**Texte fourni:**
::::::

Avec leur pelage noir et blanc, les blaireaux sont facilement identifiables. Mais rares sont ceux qui ont la chance de pouvoir observer ces mustélidés réservés. Portrait de travailleurs enthousiastes, solidaires et pacifiques qui méritent tout notre respect… plutôt que d’être assassinés jusqu’au fond de leur terrier.
Quand on surprend un individu à la nuit tombée, pointant son nez hors de son terrier, on croit rêver. La timidité des blaireaux européens (Meles meles) est telle qu’ils préfèrent se faire la belle s’ils repèrent le moindre danger grâce à leur odorat très développé. Ce n’est pas pour rien qu’ils choisissent de passer plus de la moitié de leur vie, bien à l’abri dans leur logis.

::::::

Entrées de pointage d'objets étiquetés
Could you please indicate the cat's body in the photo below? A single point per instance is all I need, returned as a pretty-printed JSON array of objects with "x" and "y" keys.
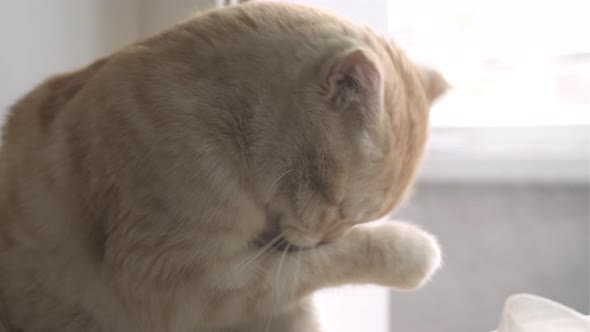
[{"x": 136, "y": 194}]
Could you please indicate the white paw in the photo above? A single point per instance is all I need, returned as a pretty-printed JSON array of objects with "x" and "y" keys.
[{"x": 408, "y": 255}]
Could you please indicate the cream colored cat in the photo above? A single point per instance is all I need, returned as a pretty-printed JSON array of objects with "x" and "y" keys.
[{"x": 209, "y": 178}]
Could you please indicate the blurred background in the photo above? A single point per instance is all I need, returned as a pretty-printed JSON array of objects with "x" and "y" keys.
[{"x": 505, "y": 182}]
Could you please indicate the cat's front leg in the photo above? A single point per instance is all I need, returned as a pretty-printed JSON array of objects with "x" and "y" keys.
[{"x": 394, "y": 254}]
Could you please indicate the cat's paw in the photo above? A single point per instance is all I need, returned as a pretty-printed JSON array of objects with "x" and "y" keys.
[{"x": 403, "y": 255}]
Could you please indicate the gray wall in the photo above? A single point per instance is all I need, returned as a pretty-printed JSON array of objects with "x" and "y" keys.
[{"x": 497, "y": 241}]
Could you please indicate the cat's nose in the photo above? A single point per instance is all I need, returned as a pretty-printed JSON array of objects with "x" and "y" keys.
[
  {"x": 300, "y": 238},
  {"x": 336, "y": 233}
]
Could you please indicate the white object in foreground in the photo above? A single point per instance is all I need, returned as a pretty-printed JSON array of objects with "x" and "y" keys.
[{"x": 529, "y": 313}]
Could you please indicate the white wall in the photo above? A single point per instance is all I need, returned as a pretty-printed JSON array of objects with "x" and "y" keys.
[{"x": 40, "y": 38}]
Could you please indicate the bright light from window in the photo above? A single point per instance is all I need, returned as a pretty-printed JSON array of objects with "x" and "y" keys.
[{"x": 512, "y": 62}]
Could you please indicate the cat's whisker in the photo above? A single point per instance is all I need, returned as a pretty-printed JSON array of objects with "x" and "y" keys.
[{"x": 257, "y": 253}]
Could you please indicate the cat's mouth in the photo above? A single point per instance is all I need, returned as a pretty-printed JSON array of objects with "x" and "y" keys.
[{"x": 276, "y": 241}]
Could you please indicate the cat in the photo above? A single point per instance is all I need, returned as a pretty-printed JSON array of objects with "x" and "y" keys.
[{"x": 213, "y": 176}]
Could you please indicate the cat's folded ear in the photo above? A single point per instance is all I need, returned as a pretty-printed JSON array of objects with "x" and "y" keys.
[
  {"x": 352, "y": 79},
  {"x": 435, "y": 85}
]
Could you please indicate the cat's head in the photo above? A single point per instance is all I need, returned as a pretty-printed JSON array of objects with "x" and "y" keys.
[{"x": 350, "y": 142}]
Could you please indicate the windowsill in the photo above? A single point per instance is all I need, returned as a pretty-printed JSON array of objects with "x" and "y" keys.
[{"x": 550, "y": 154}]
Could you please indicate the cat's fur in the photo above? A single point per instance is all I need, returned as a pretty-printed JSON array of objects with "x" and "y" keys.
[{"x": 158, "y": 188}]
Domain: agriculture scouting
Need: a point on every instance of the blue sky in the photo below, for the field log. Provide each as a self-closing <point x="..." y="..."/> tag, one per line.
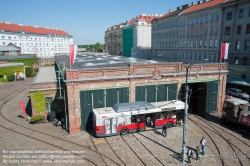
<point x="85" y="20"/>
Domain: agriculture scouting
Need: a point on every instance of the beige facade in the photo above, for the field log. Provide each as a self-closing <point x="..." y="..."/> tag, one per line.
<point x="190" y="37"/>
<point x="113" y="39"/>
<point x="236" y="30"/>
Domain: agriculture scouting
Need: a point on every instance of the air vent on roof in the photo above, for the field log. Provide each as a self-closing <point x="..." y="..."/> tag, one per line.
<point x="111" y="62"/>
<point x="151" y="61"/>
<point x="88" y="64"/>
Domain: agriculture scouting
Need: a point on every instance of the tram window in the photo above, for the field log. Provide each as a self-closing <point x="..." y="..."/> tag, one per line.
<point x="158" y="115"/>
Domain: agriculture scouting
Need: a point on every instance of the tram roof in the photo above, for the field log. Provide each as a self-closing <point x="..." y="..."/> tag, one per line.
<point x="236" y="101"/>
<point x="132" y="106"/>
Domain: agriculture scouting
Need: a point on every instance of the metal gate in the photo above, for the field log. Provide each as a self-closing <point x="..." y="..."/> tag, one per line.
<point x="99" y="98"/>
<point x="156" y="93"/>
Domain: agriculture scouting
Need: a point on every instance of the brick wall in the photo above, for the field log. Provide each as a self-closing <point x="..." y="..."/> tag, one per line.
<point x="144" y="74"/>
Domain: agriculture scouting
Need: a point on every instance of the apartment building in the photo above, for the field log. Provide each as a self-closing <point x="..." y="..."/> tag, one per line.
<point x="113" y="39"/>
<point x="189" y="34"/>
<point x="132" y="38"/>
<point x="236" y="30"/>
<point x="43" y="42"/>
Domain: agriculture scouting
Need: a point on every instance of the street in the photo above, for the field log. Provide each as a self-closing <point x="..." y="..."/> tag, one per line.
<point x="22" y="143"/>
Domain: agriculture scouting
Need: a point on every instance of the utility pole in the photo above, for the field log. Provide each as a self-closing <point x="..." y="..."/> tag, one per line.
<point x="185" y="117"/>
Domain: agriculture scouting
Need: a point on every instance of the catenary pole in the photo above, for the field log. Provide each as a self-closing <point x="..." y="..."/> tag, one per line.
<point x="185" y="117"/>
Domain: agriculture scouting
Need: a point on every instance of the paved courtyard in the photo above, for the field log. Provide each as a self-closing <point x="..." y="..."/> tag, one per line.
<point x="43" y="144"/>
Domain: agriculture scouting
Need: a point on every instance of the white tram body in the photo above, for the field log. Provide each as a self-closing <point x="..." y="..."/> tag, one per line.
<point x="123" y="118"/>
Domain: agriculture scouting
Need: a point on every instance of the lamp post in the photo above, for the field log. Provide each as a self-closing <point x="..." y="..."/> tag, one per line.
<point x="185" y="117"/>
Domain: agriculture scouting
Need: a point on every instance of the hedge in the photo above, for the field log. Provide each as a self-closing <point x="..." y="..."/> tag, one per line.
<point x="28" y="71"/>
<point x="8" y="71"/>
<point x="26" y="62"/>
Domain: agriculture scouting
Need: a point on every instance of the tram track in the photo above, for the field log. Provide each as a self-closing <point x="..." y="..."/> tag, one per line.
<point x="133" y="151"/>
<point x="225" y="139"/>
<point x="202" y="127"/>
<point x="147" y="149"/>
<point x="114" y="151"/>
<point x="5" y="100"/>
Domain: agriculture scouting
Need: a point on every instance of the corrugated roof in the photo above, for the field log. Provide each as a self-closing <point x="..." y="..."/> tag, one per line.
<point x="31" y="29"/>
<point x="142" y="17"/>
<point x="45" y="74"/>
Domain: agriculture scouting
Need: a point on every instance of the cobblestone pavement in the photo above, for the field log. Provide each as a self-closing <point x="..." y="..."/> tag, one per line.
<point x="22" y="143"/>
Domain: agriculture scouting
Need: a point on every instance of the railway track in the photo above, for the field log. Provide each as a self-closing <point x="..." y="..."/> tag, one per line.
<point x="148" y="150"/>
<point x="214" y="140"/>
<point x="6" y="99"/>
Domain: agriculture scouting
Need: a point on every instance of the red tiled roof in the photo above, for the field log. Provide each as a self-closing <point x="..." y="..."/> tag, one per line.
<point x="204" y="5"/>
<point x="171" y="13"/>
<point x="142" y="17"/>
<point x="31" y="29"/>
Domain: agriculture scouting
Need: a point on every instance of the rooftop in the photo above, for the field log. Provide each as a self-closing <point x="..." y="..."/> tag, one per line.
<point x="20" y="28"/>
<point x="101" y="61"/>
<point x="8" y="48"/>
<point x="45" y="74"/>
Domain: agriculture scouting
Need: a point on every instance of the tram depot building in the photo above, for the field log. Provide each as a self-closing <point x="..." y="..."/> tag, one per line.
<point x="101" y="80"/>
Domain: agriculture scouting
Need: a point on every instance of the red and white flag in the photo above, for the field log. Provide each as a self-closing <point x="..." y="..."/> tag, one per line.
<point x="224" y="50"/>
<point x="73" y="50"/>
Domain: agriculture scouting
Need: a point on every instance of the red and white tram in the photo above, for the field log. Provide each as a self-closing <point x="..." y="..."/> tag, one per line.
<point x="130" y="117"/>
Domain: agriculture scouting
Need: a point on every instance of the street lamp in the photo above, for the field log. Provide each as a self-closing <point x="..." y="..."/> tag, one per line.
<point x="185" y="112"/>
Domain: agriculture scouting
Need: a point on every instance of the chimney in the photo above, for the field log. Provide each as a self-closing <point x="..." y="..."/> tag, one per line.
<point x="171" y="10"/>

::::::

**À faire:** Recopiez sans rien changer le passage du texte sur les blaireaux commençant par « Avec leur pelage » et se terminant par « dans leur logis. ».

**Résultat obtenu:**
Avec leur pelage noir et blanc, les blaireaux sont facilement identifiables. Mais rares sont ceux qui ont la chance de pouvoir observer ces mustélidés réservés. Portrait de travailleurs enthousiastes, solidaires et pacifiques qui méritent tout notre respect… plutôt que d’être assassinés jusqu’au fond de leur terrier.
Quand on surprend un individu à la nuit tombée, pointant son nez hors de son terrier, on croit rêver. La timidité des blaireaux européens (Meles meles) est telle qu’ils préfèrent se faire la belle s’ils repèrent le moindre danger grâce à leur odorat très développé. Ce n’est pas pour rien qu’ils choisissent de passer plus de la moitié de leur vie, bien à l’abri dans leur logis.